Please repeat, from the entries that follow, the lines from the one containing "format | one point per instance, each point like [17, 84];" through the one containing "target | window blind" exactly, adding nothing.

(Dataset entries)
++++++++++

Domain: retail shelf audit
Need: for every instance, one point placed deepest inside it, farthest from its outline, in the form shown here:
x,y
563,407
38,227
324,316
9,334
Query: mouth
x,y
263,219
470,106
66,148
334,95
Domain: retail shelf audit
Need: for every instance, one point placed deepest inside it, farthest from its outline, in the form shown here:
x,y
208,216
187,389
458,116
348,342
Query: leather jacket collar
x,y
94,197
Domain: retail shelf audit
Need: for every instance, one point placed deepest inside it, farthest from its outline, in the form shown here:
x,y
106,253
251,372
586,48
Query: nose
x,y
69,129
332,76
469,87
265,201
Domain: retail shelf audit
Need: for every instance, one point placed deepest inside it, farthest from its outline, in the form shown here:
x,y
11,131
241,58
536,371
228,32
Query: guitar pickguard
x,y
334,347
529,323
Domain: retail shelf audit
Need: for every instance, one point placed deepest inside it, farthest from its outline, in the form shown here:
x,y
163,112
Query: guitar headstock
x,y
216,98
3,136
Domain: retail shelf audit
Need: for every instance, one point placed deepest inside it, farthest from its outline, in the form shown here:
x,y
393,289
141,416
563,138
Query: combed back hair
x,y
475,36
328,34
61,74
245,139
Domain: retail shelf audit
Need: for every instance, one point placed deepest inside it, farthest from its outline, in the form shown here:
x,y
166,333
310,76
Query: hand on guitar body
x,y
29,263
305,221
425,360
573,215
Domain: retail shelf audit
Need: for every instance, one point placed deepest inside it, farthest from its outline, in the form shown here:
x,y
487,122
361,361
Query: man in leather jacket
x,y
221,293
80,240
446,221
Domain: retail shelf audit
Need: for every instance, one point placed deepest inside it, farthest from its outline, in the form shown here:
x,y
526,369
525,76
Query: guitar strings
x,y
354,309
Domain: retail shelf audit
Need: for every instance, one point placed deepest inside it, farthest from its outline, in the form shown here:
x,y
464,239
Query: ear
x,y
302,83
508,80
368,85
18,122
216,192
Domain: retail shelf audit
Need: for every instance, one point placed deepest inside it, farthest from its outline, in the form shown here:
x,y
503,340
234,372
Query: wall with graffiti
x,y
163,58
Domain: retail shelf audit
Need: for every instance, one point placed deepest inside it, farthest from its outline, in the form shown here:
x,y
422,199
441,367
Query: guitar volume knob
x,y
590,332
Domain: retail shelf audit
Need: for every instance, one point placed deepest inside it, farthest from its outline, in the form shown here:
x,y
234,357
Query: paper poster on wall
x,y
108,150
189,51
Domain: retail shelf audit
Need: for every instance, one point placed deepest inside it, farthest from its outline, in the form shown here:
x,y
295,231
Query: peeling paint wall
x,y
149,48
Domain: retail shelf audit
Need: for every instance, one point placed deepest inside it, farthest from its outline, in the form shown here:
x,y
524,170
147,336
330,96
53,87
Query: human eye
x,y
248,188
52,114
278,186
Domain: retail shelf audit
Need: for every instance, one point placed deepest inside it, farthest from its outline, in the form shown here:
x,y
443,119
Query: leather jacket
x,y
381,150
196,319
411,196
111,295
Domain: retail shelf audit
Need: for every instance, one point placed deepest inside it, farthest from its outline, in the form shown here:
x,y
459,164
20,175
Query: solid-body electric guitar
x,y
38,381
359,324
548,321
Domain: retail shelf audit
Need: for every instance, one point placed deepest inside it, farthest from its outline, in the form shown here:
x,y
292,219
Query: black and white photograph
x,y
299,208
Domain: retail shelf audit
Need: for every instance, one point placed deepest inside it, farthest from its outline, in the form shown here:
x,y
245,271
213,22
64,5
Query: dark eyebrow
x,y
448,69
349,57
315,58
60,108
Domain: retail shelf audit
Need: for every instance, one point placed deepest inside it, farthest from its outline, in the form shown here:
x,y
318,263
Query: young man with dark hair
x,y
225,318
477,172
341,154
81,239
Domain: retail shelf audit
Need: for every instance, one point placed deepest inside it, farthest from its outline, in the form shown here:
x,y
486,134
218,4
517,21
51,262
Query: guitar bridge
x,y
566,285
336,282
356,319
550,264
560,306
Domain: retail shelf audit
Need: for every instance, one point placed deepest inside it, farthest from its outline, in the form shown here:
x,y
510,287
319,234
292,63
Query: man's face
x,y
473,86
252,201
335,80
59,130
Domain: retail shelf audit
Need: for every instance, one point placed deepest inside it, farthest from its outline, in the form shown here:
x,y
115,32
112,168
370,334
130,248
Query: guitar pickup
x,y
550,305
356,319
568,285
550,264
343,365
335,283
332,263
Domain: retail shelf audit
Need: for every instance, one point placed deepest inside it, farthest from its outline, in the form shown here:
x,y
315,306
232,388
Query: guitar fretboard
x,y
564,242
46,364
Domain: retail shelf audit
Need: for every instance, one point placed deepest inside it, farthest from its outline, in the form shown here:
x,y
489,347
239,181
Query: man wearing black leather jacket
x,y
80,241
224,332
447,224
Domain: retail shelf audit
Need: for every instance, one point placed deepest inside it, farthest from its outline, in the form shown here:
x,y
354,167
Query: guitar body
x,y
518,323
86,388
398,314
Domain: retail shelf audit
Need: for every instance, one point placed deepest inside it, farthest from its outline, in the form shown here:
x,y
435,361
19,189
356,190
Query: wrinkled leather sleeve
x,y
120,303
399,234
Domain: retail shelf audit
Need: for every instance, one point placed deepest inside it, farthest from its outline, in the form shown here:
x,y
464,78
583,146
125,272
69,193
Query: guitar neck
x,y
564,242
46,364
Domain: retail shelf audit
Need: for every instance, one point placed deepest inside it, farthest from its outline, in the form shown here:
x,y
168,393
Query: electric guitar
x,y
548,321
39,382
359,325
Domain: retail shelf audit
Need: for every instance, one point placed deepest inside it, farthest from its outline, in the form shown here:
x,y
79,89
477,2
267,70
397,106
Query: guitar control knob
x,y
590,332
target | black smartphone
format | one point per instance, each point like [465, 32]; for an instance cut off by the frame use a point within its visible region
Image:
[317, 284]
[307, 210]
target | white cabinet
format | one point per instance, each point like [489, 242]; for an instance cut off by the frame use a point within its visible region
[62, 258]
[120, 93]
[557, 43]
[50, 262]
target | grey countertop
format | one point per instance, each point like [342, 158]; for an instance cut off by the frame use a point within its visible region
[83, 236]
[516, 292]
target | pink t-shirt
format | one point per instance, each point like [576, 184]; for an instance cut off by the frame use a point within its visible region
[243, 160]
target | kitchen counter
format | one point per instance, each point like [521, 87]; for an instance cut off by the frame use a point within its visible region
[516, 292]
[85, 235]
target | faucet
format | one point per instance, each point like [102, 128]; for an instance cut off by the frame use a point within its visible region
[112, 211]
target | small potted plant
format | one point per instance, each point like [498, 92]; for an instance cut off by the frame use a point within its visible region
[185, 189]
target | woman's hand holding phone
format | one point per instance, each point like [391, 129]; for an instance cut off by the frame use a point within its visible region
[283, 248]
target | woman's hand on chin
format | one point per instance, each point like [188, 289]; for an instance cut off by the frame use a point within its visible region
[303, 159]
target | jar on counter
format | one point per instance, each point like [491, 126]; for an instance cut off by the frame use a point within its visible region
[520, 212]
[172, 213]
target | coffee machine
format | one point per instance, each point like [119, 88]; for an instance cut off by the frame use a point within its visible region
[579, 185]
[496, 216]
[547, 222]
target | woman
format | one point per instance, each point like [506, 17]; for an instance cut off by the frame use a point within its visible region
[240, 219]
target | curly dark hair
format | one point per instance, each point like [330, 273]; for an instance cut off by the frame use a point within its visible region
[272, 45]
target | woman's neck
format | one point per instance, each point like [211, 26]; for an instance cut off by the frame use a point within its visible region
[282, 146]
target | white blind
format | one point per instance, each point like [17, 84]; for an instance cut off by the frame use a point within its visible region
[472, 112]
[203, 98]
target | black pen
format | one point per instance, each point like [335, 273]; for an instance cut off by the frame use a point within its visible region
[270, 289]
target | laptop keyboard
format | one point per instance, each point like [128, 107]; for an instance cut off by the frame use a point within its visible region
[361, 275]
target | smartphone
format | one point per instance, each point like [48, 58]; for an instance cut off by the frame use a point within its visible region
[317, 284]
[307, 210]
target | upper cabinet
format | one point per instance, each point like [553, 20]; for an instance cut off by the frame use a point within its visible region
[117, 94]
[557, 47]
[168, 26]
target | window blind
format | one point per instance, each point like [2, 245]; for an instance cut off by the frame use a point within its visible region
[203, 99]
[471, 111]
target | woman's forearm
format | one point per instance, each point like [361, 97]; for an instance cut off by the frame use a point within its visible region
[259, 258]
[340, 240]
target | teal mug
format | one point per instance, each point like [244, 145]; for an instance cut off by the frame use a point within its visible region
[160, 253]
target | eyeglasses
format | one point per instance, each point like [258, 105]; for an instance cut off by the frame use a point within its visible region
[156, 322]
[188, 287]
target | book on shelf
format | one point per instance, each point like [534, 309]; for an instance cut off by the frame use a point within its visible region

++++++++++

— Exercise response —
format | one point per instance, each point like [17, 84]; for an instance cut off by the frame use a point within its visible region
[472, 112]
[203, 98]
target | black pen
format | one point per instance, each point like [335, 273]; for an instance cut off by the frame use a point within its visible region
[270, 289]
target | laptop keyboard
format | one point per instance, each point like [128, 107]; for an instance cut off by the frame use a point within its visible region
[361, 275]
target | smartphone
format | one point per instance, each point like [48, 58]; for an instance cut off by the frame use a point within its visible region
[317, 284]
[307, 210]
target | upper cabinet
format | one point per instance, each point like [553, 20]; for an instance cut off by the frame use a point within its visible region
[117, 94]
[557, 47]
[168, 26]
target | window blind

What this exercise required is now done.